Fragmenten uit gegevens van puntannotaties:

• • • • •

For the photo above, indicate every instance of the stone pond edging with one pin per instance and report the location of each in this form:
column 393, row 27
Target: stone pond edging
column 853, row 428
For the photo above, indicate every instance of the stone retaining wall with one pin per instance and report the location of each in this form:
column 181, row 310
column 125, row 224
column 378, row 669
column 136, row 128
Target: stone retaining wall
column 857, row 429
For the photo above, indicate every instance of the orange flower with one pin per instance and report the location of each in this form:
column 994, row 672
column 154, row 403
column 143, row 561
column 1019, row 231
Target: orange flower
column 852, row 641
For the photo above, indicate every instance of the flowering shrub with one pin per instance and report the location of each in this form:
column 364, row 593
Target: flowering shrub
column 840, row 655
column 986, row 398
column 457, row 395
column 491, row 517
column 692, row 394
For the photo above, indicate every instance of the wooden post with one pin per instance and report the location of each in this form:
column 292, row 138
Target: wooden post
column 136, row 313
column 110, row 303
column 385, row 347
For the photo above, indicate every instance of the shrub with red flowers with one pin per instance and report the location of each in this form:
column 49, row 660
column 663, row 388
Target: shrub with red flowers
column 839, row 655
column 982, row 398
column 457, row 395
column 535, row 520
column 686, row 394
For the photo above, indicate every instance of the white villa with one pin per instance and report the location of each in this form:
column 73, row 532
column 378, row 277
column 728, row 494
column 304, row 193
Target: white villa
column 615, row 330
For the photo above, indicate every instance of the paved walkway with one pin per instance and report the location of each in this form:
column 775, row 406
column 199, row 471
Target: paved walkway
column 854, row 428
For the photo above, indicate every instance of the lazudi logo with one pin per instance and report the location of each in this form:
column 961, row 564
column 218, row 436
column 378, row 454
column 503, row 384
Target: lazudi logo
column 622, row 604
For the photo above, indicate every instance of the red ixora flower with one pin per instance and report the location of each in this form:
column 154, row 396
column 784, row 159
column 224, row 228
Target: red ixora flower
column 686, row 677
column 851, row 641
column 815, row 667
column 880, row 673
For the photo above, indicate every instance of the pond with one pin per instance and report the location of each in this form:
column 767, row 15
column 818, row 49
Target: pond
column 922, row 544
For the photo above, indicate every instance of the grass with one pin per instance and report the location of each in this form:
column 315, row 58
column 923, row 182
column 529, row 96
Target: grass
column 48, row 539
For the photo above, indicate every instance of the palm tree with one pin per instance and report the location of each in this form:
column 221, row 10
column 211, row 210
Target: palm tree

• • • • •

Wat je doet:
Schrijf alle regels hierboven letterlijk over, van de eerste tot en met de laatste.

Het resultaat:
For the photo above, indicate every instance of the stone pond edging with one pin per instance and report the location of each in this form:
column 393, row 27
Target: stone pond edging
column 853, row 428
For the photo above, indicate every instance of the stone retaining wall with one pin per instance and report the location of each in this form:
column 181, row 310
column 125, row 224
column 378, row 669
column 136, row 128
Target: stone retaining wall
column 857, row 429
For the photo above, indicate every instance of the orange flower with one pin per instance and report the location of each in this form:
column 994, row 672
column 154, row 403
column 143, row 561
column 1019, row 231
Target: orange flower
column 852, row 641
For the photo above, indicate every instance of the flowering shrub with one pin per instance and report the location of each in this form:
column 364, row 593
Target: flowering shrub
column 840, row 655
column 986, row 398
column 457, row 395
column 491, row 517
column 692, row 394
For the photo above, indicate every instance of the wooden post with one pin per instance and report the location of each in this form:
column 292, row 138
Target: wooden post
column 136, row 313
column 110, row 303
column 385, row 347
For the photo above, indicate every instance of the shrub with red flowers with one pin per instance and report the location of each in this form:
column 49, row 660
column 663, row 388
Target: shrub with red flowers
column 839, row 655
column 982, row 398
column 457, row 395
column 535, row 520
column 686, row 394
For the photo above, indicate every instance of the white villa with one pin per instance and report the location of each in this form:
column 73, row 532
column 378, row 277
column 728, row 494
column 304, row 193
Target: white villa
column 615, row 330
For the photo above, indicate every instance of the paved walkway with one pin per instance and report the location of each in this form:
column 775, row 406
column 199, row 471
Target: paved walkway
column 854, row 428
For the photo above, indicate every instance of the lazudi logo with one pin per instance and report the location of each in this form:
column 961, row 564
column 218, row 436
column 378, row 454
column 503, row 384
Target: lazudi logo
column 622, row 604
For the photo above, indicate every instance of the red ixora flower with one pin per instance and report the location of each in this form:
column 154, row 396
column 784, row 159
column 224, row 228
Target: red ixora flower
column 686, row 677
column 851, row 641
column 815, row 667
column 880, row 673
For the photo above, indicate every instance of the pond with one pin per instance and report the location of each in this form:
column 767, row 15
column 818, row 49
Target: pond
column 922, row 544
For the photo above, indicate every instance of the grass with one pin per instance and report the location of each in this form:
column 315, row 58
column 923, row 182
column 529, row 96
Target: grass
column 48, row 539
For the photo above, indicate every instance of the palm tree with one pin per instance and report the location of each in this form:
column 221, row 10
column 211, row 210
Target: palm tree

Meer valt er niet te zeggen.